DOCUMENT EXCERPT Block Start

Am I understanding this right? Surely, I must be missing the entire point becaus...

nil-sec · on March 8, 2020

I think you do misunderstand. They do not add “correlated variables” to a model. The idea is that if you have an overparameterised model for a specific problem, this model contains a smaller model, that has similar performance to the trained large model, without training! That means gradient descent is in fact equivalent to pruning weights in a random network. There is no algorithm for how to do this efficiently (as they show) but that does not mean that there are no (so far unknown) heuristics out there that would get you close. This is exciting as it means a potential alternative for backprop is out there. This would be cool because it might mean more efficient algorithms and something I haven’t seen mentioned in the paper, an alternative to backprop that might be easier to understand in a biologically plausible way.

bonoboTP · on March 8, 2020

I think you misunderstand. Especially

> this model contains a smaller model, that has similar performance to the trained large model, without training

The point is the opposite. There is a small net X within big net Y, such that training only X gives the same performance as training all of Y.

DOCUMENT EXCERPT Block End
EXTRACTED RECORDS Block Start

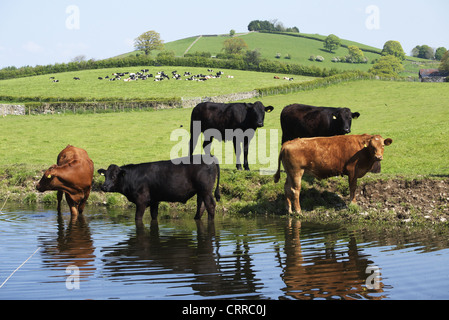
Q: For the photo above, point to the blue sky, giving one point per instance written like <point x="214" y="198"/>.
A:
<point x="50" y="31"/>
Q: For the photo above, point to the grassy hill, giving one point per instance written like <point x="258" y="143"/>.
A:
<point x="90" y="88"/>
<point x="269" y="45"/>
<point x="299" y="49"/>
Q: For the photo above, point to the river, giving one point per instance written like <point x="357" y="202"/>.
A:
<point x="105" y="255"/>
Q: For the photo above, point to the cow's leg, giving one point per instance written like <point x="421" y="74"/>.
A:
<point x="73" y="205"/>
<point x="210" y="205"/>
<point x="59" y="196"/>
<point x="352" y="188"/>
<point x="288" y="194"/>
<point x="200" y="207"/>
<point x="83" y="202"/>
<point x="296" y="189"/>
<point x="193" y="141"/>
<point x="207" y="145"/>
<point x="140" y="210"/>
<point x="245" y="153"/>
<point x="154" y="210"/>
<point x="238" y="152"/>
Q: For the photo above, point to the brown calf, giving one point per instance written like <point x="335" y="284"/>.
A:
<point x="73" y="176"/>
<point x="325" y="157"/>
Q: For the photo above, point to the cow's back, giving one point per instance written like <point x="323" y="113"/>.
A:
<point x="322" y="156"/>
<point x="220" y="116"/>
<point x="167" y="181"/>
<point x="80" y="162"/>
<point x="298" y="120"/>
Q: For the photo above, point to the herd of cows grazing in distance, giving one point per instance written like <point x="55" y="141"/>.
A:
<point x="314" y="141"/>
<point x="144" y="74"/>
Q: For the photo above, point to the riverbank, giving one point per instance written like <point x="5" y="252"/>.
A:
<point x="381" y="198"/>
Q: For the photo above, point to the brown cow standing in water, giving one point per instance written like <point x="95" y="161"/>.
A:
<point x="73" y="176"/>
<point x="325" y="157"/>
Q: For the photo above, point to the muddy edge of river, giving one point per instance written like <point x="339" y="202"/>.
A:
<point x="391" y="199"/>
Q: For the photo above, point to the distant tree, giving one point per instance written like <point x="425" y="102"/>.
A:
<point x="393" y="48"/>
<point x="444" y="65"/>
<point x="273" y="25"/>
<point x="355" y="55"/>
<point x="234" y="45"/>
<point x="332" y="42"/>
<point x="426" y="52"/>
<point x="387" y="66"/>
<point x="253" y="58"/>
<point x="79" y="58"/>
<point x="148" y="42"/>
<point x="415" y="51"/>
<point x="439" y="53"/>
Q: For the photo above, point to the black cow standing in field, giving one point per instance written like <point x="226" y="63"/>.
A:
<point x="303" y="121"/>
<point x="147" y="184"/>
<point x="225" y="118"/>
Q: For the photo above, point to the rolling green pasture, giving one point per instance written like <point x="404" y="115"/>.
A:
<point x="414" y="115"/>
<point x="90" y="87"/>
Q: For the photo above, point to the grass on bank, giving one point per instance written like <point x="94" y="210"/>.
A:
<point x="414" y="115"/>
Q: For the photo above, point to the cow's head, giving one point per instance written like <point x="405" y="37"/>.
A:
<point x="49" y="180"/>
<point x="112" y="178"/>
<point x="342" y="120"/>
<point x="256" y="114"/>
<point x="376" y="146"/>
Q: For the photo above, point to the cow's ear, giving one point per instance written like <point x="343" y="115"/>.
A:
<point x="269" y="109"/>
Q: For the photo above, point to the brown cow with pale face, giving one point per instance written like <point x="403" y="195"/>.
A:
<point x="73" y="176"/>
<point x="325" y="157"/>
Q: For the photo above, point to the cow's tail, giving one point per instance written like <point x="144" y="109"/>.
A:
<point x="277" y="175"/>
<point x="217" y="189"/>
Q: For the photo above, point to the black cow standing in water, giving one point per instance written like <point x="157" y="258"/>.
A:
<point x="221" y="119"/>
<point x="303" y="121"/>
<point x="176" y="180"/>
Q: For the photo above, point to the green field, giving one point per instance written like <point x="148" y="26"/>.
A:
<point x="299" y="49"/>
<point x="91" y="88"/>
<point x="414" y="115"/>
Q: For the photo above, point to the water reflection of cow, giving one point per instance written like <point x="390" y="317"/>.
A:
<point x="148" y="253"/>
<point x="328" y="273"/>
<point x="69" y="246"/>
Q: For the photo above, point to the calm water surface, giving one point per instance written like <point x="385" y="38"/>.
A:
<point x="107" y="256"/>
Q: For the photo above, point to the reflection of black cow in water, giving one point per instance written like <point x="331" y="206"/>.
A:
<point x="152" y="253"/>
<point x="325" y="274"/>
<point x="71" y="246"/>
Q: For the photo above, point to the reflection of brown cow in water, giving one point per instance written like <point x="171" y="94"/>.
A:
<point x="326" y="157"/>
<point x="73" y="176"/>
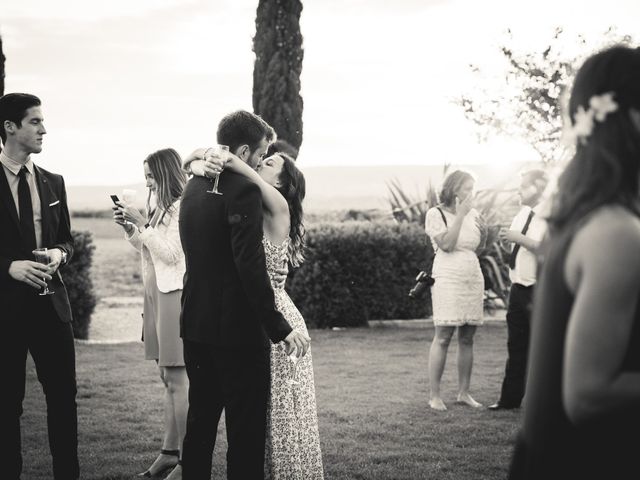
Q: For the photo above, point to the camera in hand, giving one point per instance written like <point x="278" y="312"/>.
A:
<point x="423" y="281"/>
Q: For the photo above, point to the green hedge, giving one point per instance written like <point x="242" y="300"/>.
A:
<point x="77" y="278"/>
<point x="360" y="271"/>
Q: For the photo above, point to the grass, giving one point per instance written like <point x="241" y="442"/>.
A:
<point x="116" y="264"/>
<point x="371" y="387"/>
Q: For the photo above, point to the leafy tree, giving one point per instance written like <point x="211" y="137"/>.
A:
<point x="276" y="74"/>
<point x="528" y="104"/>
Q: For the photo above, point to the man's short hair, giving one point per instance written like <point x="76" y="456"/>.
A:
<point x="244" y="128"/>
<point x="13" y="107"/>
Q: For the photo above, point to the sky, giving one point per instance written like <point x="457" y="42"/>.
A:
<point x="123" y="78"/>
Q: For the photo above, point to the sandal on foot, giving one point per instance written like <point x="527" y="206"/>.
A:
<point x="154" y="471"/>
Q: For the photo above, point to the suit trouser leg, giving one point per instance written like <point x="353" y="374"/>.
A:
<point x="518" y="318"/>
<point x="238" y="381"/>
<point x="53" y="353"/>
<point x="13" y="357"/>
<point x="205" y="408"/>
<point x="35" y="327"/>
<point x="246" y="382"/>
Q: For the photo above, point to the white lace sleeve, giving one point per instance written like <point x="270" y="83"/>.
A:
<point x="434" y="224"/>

EXTRACTED RECORDS Block End

ACTIVITY LIST:
A: In the forum thread about pruning neural networks, what does nil-sec say gradient descent is equivalent to?
B: Please continue the forum thread about pruning neural networks from its last post.

ANSWERS TO EACH TASK:
A: Pruning weights in a random network.

B:
nil-sec · on March 8, 2020

What you are stating is the original Lottery Ticket Hypothesis. What they prove in this paper is the stronger version, empirically noticed here https://arxiv.org/abs/1905.01067 and referred to as "supermasks". To quote from the paper posted here: "within a sufficiently overparameterized neural network with random weights (e.g. at initialization), there exists a subnetwork that achieves competitive accuracy".

Edit: See also https://arxiv.org/abs/1911.13299

bonoboTP · on March 9, 2020

Seems like a "Library of Babel" type of thing. I'd have to read the full paper for how they find the subnets, but their mere existence is not so surprising. There's a huge sea of possible subnetworks. Basically SGD is replaced by whatever procedure you use to traverse the space of parameter subsets. Definitely interesting direction.